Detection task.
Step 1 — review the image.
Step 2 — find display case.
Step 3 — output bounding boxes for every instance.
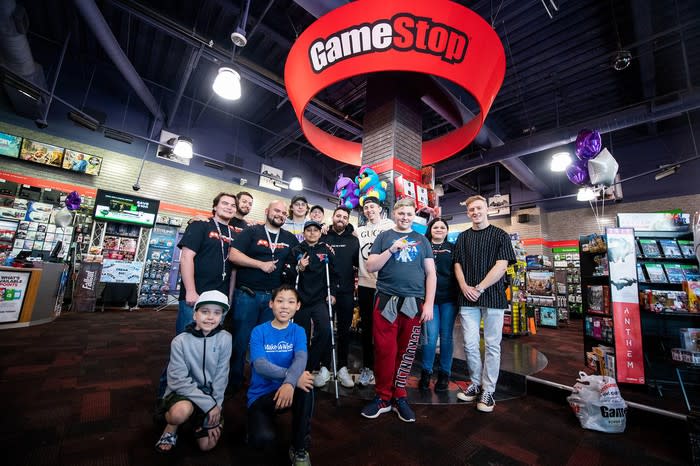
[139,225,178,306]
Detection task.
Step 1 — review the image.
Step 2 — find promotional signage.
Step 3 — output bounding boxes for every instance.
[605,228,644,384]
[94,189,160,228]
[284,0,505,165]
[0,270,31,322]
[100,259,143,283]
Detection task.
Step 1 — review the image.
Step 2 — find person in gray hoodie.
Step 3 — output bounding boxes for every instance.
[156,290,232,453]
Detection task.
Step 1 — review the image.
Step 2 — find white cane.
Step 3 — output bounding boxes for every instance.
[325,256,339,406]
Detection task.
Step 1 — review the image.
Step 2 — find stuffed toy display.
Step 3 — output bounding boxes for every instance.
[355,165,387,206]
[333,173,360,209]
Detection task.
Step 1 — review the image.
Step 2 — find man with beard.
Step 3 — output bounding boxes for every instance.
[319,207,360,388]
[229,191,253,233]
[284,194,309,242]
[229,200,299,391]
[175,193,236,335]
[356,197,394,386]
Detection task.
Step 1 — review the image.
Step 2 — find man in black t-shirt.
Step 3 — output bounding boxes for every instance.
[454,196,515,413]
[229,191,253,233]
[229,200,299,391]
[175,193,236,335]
::::::::::
Lay out the entries above as a two-column CSV with the header "entry" and "answer", one row per entry holding its text and its answer, each in a single quoted field with line breaks turned into spaces. Leave the pictures out.

The solution –
entry,answer
"Detection task. Step 1 — review the image. Step 2 — find display case. Step 3 — output bounding boxes for every instance.","[139,225,178,306]"
"Detection task. Step 1 — review the image. Step 2 — find promotional signage. Step 3 — output bounding boxes for every instance.","[605,228,644,384] [94,189,160,228] [284,0,505,165] [0,270,31,322] [100,259,143,283]"
"Detection task. Step 1 — review the image. Step 2 — find person in gray hoodie. Step 3 — output bounding boxes for every instance.","[156,290,232,453]"
"Detection task. Step 1 — review the image. Step 2 — find white cane. Step 3 — output bounding boxes for every instance.","[325,256,339,406]"
"Detection task. Step 1 — review the image. Step 2 — find stuffed toy display. Step 3 — output bounding boxes for every instance.","[355,165,387,206] [333,173,360,209]"
"Detection task. Step 1 — review the image. Step 2 — find man with beard. Step 3 — output bounding boxes for every instance.","[319,207,360,388] [229,191,253,233] [284,194,309,242] [229,200,299,391] [175,193,236,335] [356,197,394,386]"
"Detection task. Step 1 — review the image. Step 2 — find man in black t-shirt. Step 3 — output bounding boxes for every instance.","[454,196,515,413] [229,191,253,233] [229,200,299,391] [175,193,236,335]"